Start of MATERIALS PROVIDED

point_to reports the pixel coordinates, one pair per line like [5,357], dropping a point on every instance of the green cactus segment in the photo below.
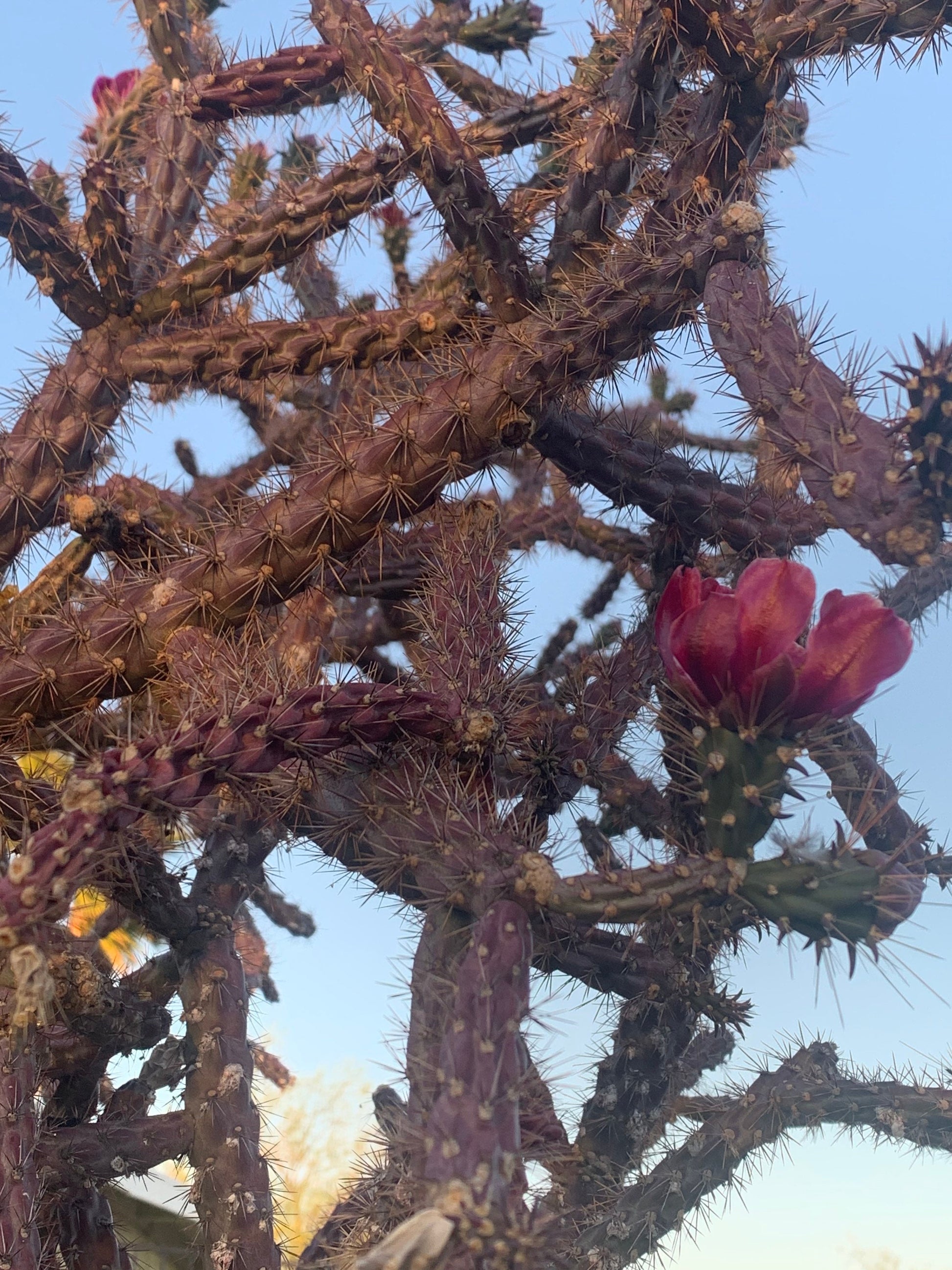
[742,785]
[509,26]
[928,422]
[825,897]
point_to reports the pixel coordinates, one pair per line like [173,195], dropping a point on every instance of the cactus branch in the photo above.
[42,248]
[403,101]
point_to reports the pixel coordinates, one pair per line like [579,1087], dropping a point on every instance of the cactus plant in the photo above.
[180,654]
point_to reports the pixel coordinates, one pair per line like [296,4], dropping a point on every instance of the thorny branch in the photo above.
[170,700]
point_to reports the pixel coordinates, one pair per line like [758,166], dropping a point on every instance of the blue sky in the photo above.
[861,228]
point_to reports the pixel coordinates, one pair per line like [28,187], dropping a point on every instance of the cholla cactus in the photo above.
[188,688]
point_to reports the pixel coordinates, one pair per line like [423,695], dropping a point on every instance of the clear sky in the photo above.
[861,225]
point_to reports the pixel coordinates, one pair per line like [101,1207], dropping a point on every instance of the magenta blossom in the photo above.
[111,91]
[734,653]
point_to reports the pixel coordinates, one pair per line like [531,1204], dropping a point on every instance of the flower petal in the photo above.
[683,592]
[767,694]
[703,642]
[776,599]
[856,646]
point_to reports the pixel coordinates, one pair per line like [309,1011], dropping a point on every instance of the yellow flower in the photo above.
[46,765]
[120,945]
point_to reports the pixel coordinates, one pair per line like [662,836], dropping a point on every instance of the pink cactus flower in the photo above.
[110,92]
[734,653]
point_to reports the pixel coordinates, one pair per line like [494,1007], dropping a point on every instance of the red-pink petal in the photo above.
[766,696]
[776,599]
[852,649]
[683,592]
[703,642]
[102,87]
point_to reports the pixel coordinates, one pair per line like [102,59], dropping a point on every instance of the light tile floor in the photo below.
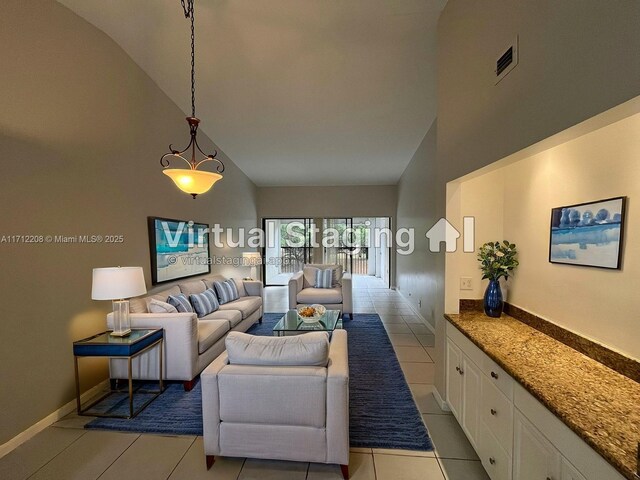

End of MATERIALS PROVIDED

**YOUR GOAL:** Rewrite every line from the one containing "cactus in the photo above." down to the end of the rows, requests included. Adjust each answer coordinate by adding -61, leave the requests and their sample pairs unchanged, and omit the pictures.

**PROBLEM SOLUTION:**
point_to reports the pixel coordinates, one pair per line like [28,187], dropping a point on every instance of the cholla cactus in the photo above.
[127,627]
point_to reports the pixel coordinates, one pair per line like [423,695], dropping a point on every instance of the clear sky in the photo above.
[800,164]
point_to reports the pixel coordinates, one pair per line like [101,1207], dropping a point on every instance of the magenta blossom in the photo above.
[50,30]
[673,592]
point_to reports the pixel coordinates, one pair per line like [531,1204], dropping a point on every instance of the flower petal in the photo above.
[622,531]
[706,633]
[642,581]
[715,538]
[795,585]
point_to reports the pixel coordinates, one pair per line like [309,1011], dropping a point on every instance of the yellow flower in the photo above.
[-15,704]
[59,884]
point_to reports the pixel coordinates, one pair per line like [662,836], dropping a point on every instance of the pink cactus flower in the photo above.
[49,31]
[673,592]
point_to reports the pixel coordinates, one pair per line like [494,1007], dropping a point on every instance of the red-pink petal in the photo above.
[705,635]
[715,538]
[791,588]
[622,531]
[642,581]
[41,26]
point_to reports the pixel coordinates, one pair per line like [102,59], dropping a point on every instance of the light tile floor in the photo below.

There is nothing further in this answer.